▶ **PROVIDED TEXT**:
Though Jay never named him, he told Cooper the story of one of his spies, Enoch Crosby, whose 1832 deposition requesting a federal pension recounts adventures much like those of Cooper’s hero, Harvey Birch. A virtuoso of deception and double-dealing, brave, cool, resourceful, and patriotic, Crosby, surviving hair-raisingly narrow escapes, helped American troops capture some 100 recruits to the British forces, some loyalist by conviction, some opportunistic freebooters.

Once elected chief justice of New York in May 1777, Jay remained knee-deep in such banditti. “I am now engaged in the most disagreeable part of my duty—trying criminals,” he wrote Gouverneur Morris in the spring of 1778. “The Woods afford them Shelter and the Tories Food. Punishments must of course become certain, and Mercy dormant, a harsh System repugnant to my Feelings, but nevertheless necessary.” He had before his court in Albany a gang of Cow-Boys who’d looted two Columbia County farms, killing the son of one farmer, a Continental soldier home on leave. They were “tory criminals,” according to the New-York Journal, bandits and traitors rolled into one. “Their thefts and robberies they justified, under the pretense of the goods being lawful prizes, forfeited to the King.” Jay sentenced ten of them to hang.

Anyone who wants to keep his hands clean and his conscience pure had better not choose politics as a vocation, Max Weber famously wrote, because politics operates through “power backed up by violence,” and its guiding principle—the very opposite of the Christian command to “Resist not him that is evil with force”—is “ ‘Thou shalt resist evil by force,’ or else you are responsible for the evil’s winning out.” But here one enters a moral morass, for “he who lets himself in for politics, that is, for power and force as means, contracts with diabolical powers, and for his action it is not true that good can follow only from good and evil only from evil, but that often the opposite is true.” John Jay came to understand this ethical dilemma with all his being once he began detecting conspiracies. For if it’s disagreeable enough to hang men for their heinous actions, what about jailing or banishing people from their homes on suspicion—on information from spies about their political beliefs, or on their refusal to take loyalty oaths? Should people be punished not just for their action but also for their inaction? For their beliefs?

▶ **Collected data entries**:
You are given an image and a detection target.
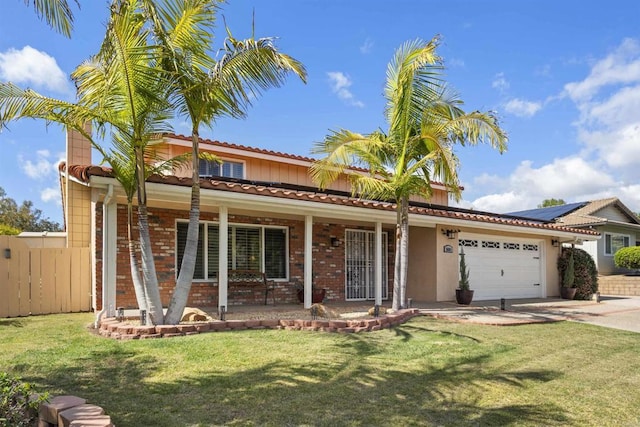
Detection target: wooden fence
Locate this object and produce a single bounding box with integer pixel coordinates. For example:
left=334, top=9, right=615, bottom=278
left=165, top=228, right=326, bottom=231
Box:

▶ **GOAL 1**: In the text about John Jay, how many members of the Cow-Boy gang did Jay sentence to hang?
▶ **GOAL 2**: Rewrite the passage of the text about John Jay starting at "Once elected chief" and ending at "them to hang.", putting "offenders" in place of "criminals".

▶ **COMPLETE OUTPUT 1**: He sentenced ten of them to hang.

▶ **COMPLETE OUTPUT 2**:
Once elected chief justice of New York in May 1777, Jay remained knee-deep in such banditti. “I am now engaged in the most disagreeable part of my duty—trying offenders,” he wrote Gouverneur Morris in the spring of 1778. “The Woods afford them Shelter and the Tories Food. Punishments must of course become certain, and Mercy dormant, a harsh System repugnant to my Feelings, but nevertheless necessary.” He had before his court in Albany a gang of Cow-Boys who’d looted two Columbia County farms, killing the son of one farmer, a Continental soldier home on leave. They were “tory offenders,” according to the New-York Journal, bandits and traitors rolled into one. “Their thefts and robberies they justified, under the pretense of the goods being lawful prizes, forfeited to the King.” Jay sentenced ten of them to hang.